→ ASSIGNED TASK:
Print each line of the material again, keeping everything exact.
---- DATA SHOWN
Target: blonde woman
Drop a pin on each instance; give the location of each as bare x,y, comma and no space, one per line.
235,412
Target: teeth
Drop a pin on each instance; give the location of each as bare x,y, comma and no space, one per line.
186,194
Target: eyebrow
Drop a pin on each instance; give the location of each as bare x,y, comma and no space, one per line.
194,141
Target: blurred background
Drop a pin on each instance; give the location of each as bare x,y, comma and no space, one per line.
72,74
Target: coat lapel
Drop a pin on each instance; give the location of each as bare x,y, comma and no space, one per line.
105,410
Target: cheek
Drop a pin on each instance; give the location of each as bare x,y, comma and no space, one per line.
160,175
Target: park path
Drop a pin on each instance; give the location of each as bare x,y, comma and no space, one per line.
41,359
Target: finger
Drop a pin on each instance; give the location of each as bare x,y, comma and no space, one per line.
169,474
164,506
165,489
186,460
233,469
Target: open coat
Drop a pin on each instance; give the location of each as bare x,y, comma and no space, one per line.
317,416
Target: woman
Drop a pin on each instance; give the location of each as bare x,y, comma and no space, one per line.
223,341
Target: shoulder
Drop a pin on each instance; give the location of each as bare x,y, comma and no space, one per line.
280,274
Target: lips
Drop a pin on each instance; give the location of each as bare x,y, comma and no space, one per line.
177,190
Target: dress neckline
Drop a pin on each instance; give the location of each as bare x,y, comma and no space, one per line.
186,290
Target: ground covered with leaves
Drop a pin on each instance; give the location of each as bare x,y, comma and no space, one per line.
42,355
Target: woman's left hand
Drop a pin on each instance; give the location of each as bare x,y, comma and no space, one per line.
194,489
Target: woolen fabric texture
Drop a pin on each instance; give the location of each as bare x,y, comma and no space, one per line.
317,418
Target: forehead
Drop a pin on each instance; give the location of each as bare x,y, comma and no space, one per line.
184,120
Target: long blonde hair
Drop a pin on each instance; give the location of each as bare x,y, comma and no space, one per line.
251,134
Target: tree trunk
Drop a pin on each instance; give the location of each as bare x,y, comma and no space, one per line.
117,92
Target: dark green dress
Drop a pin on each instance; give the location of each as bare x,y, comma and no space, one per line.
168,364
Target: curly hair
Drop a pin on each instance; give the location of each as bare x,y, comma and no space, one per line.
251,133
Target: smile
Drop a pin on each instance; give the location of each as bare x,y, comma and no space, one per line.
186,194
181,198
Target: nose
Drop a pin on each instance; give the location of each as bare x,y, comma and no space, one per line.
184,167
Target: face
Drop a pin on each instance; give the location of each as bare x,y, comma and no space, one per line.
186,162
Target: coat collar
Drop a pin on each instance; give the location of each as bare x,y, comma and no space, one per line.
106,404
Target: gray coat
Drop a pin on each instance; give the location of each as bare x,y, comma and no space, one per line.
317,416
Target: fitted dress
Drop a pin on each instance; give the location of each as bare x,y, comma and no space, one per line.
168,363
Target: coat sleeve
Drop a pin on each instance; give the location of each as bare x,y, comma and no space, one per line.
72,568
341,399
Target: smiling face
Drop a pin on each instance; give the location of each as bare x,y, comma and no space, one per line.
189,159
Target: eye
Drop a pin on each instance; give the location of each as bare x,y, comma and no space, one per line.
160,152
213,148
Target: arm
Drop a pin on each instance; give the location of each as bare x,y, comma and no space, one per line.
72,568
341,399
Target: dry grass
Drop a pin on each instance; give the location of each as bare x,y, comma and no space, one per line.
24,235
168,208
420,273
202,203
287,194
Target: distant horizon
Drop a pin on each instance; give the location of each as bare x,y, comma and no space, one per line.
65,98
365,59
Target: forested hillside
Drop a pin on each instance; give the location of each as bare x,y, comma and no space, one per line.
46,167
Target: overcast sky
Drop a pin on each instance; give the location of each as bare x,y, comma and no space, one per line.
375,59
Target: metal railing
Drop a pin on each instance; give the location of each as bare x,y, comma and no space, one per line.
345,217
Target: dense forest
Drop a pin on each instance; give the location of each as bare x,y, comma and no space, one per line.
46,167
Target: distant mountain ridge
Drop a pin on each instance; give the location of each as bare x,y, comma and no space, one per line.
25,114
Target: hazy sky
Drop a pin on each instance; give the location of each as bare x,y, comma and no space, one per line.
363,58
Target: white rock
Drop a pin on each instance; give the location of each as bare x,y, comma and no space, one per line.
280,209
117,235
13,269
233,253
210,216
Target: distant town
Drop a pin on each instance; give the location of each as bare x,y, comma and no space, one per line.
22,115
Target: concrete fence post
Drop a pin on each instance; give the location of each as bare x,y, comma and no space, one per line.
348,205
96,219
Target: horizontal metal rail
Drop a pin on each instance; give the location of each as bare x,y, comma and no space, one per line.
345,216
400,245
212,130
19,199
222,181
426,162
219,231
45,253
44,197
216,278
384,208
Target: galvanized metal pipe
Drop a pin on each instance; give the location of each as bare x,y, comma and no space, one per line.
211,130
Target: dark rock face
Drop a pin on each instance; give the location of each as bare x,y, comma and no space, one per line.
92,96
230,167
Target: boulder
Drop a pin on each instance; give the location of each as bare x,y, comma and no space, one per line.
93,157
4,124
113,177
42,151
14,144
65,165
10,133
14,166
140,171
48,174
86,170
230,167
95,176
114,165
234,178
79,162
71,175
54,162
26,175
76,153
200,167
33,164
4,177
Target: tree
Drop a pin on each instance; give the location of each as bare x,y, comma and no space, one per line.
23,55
--------
→ OUTPUT:
Target: blonde woman
Drop a pin on each instance; give the location of each as bare x,y, comma and no space, one per line.
235,412
Target: teeth
Drop a pin on each instance; give the location of each as bare x,y, comma and no space, one per line.
186,194
Target: eyebrow
Drop a pin on each instance; give the location of each as bare x,y, comma and no space, one per line.
194,141
Target: blurred background
Drop a pin on each instance; give the location of each as bare x,y, comma and no space, one per line.
72,74
Target: coat lapel
Drop a pin on each instance; give the location of each as bare x,y, comma and no space, one per line.
105,410
Target: cheek
Drop a pin on each instance; give the location of each as bare x,y, comma and no space, one per line.
160,175
Target: park path
Drop a pin on each instance; give the location of each as bare x,y, comma and no space, one per line.
41,359
Target: finger
Drop a pin on each instance; give the location of each as bare x,y, comma and no space, one per line.
169,474
164,506
165,489
186,460
233,469
Target: open coat
Drop a pin on each instance; give the location of each as bare x,y, comma and no space, one per line.
317,416
Target: woman
Drop a pin on each instance; give the location of each as bare x,y, comma and no space, one per line.
223,341
Target: shoulder
Drop a pin on each instance; give the location of each as bare x,y, comma and no space, one per line.
280,274
Target: lips
Drop a pin on each instance; give the location of each as bare x,y, comma and no space, one per line.
177,190
Target: dress neckline
Drop a pin on each instance; give the location of each as bare x,y, comma and no space, one per line.
186,290
Target: ground covered with leaves
Drop a pin on each instance; give the location of each as bare x,y, comma and no space, one per line.
42,355
Target: woman's left hand
Drop a pin on each instance; give the location of each as bare x,y, comma and no space, one per line.
194,489
Target: woolen fabric texture
Drop a pin on each instance; give the location of each as bare x,y, comma and no space, one per line.
317,418
Target: forehead
Drop a pin on each instance; give the location of each as bare x,y, comma and no space, one per line.
184,120
Target: long blonde hair
Drop a pin on each instance; give the location of each as bare x,y, comma and no space, one per line.
251,134
Target: tree trunk
Drop a pin on each instance; give the location of each as bare x,y, comma and no space, one per line.
117,92
Target: dark green dress
Drop a pin on each instance; give the location of each as bare x,y, comma and no space, one per line.
168,364
Target: curly hair
Drop a pin on each instance; give the location of each as bare x,y, comma and no space, one per line.
251,133
Target: smile
Drop a pin on each instance; give the location of each as bare x,y, comma and no space, one per line.
186,194
181,198
Target: nose
Drop a pin on each instance; give the location of each as bare x,y, comma and no space, one per line.
184,167
Target: face
Drop a pin on each instance; give the location of each as bare x,y, comma and no space, one per line.
186,162
Target: coat collar
Drop a pin on each instance; give the location of each as bare x,y, comma and no space, one per line.
106,404
Target: gray coat
Drop a pin on each instance; give the location of each as bare x,y, comma and no space, one per line.
317,416
Target: fitted dress
Drop a pin on each instance; give the location of each as bare x,y, comma and no space, one per line.
168,363
Target: coat sleeve
Drop a pin on each instance; give the location of each as bare x,y, comma and no space, one per line.
72,568
341,399
Target: smiling face
Drop a pin on each instance; give the location of each as bare x,y, comma and no space, one per line.
189,159
Target: eye
Drop a pin on each instance; give the location of each as bare x,y, comma and no space, one per line.
160,152
213,148
Target: arm
Drop a pin on each instance; give the location of each as bare x,y, comma and no space, one per line.
72,568
341,399
Target: dry grass
Drop a pin on each instance; give the location of each as bare x,y, comma and no space, one per line.
24,235
168,208
420,273
202,203
287,194
Target: distant horizon
Drop a pin on each instance; give the location of each as bare x,y, comma and no space, one per line.
65,98
365,59
Target: forested hillside
Drop a pin on each instance; give the location of each as bare x,y, comma and no space, one per line.
46,167
Target: overcast sky
Drop a pin on each instance; give the location of each as bare x,y, comma and no space, one per line.
375,59
Target: metal railing
Drop a pin on each instance; give the location of each as bare x,y, comma and no space, one per line.
345,217
Target: dense forest
Drop a pin on each instance; give the location of each as bare x,y, comma and no space, one per line.
46,167
Target: distant mountain ridge
Drop a pin on each instance; give the location of each as bare x,y, comma and no space, one per line.
25,114
Target: hazy sky
Drop a pin on each instance; give the location of each as bare x,y, comma and no space, one per line.
363,58
Target: white rock
Drop a pin on each instance; give the location of each as bare x,y, comma and no space, one per line.
280,209
117,235
13,269
233,253
210,216
Target: distant town
Drop a pin on each instance; give the location of each as bare x,y, comma and no space, one per line.
22,115
Target: concrete fence post
Drop a pin on each instance; give the location of each as bare x,y, comma and no space, one per line.
348,205
96,219
Target: horizontal metal rail
Drop a pin on each instance; give the location of each as bare x,y, comma and no space, one per line.
345,216
400,245
212,130
19,199
222,181
426,162
219,231
45,253
44,197
216,278
384,208
Target: galvanized metal pipe
Drop a pin on each instance; give the location of each as bare x,y, comma and no space, one per line.
211,130
Target: dark rock face
Drop a pin on each instance; give the location of each as bare x,y, comma and no space, one per line.
92,96
230,167
Target: boulder
Drop a pin on each instance; give the location of each as bare x,y, comma and no space, one per line.
93,157
4,124
113,177
42,151
14,144
65,165
10,133
14,166
140,171
48,174
86,170
230,167
95,176
114,165
234,178
79,162
71,175
54,162
26,175
76,153
200,167
33,164
4,177
Target: tree
Drop a pin on each instance; give the location of each as bare x,y, comma and no space, one per line.
23,55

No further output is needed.